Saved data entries
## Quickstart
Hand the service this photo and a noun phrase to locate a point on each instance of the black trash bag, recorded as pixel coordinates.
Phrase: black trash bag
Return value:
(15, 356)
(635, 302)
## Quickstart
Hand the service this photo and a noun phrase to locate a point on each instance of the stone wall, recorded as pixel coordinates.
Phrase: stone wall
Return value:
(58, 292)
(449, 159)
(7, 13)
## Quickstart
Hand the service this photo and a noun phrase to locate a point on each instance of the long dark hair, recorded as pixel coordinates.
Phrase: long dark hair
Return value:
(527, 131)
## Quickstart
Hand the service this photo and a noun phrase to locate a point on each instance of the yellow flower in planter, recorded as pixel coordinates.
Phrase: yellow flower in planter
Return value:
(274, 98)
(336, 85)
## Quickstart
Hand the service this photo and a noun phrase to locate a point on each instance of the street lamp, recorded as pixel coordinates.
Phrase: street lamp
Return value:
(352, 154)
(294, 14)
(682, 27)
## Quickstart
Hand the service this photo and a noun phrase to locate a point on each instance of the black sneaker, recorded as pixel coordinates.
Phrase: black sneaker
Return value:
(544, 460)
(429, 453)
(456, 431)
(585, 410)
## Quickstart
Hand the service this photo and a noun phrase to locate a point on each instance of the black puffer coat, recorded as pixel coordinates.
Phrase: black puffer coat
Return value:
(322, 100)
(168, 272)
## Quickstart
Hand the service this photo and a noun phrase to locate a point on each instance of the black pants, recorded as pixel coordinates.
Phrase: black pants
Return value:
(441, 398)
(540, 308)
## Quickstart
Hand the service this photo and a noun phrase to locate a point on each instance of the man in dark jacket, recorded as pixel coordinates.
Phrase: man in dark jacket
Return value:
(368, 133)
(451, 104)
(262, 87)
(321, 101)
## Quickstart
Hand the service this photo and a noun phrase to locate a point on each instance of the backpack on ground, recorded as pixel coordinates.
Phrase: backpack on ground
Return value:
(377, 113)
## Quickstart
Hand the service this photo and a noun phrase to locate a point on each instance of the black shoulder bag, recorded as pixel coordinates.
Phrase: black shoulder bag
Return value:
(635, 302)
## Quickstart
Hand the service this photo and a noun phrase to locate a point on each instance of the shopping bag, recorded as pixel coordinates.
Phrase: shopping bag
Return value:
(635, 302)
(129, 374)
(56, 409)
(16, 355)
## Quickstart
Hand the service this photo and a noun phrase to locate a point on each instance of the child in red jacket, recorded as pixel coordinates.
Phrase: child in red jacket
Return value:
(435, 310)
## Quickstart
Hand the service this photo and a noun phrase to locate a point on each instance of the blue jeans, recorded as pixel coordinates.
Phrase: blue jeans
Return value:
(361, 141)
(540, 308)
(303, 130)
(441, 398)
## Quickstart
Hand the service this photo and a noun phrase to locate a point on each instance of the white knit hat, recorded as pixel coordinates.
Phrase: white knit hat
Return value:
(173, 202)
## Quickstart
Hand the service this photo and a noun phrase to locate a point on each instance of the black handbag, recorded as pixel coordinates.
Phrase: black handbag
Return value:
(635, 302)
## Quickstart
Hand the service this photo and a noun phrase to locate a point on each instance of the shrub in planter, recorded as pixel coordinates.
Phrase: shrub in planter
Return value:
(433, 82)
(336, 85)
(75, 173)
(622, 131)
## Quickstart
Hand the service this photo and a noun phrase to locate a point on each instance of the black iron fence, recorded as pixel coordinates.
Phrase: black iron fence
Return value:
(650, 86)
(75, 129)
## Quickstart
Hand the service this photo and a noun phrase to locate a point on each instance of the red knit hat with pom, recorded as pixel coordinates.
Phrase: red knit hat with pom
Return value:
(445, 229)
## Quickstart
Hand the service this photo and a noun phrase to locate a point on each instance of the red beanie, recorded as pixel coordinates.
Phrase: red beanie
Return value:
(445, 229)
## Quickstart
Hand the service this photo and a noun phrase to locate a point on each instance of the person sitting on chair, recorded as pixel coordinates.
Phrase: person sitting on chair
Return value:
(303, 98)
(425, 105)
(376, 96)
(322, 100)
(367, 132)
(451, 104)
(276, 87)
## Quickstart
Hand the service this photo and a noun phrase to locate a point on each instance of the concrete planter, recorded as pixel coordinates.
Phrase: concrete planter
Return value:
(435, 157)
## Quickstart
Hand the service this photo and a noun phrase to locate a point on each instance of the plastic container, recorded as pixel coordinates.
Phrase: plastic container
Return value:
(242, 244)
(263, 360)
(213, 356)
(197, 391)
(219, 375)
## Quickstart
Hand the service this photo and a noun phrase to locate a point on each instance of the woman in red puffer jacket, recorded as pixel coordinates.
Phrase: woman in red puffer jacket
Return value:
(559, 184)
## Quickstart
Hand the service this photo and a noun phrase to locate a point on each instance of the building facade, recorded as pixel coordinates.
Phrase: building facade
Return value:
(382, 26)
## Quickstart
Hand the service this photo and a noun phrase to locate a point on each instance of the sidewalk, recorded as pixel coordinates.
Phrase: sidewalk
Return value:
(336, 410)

Task brief.
Please return all lines above in which the string "beanie" is found.

Expected answer.
Hand the service this photo and a noun phrase to locate a point on each instance of the red beanie, recorded as pixel coordinates.
Phrase: red beanie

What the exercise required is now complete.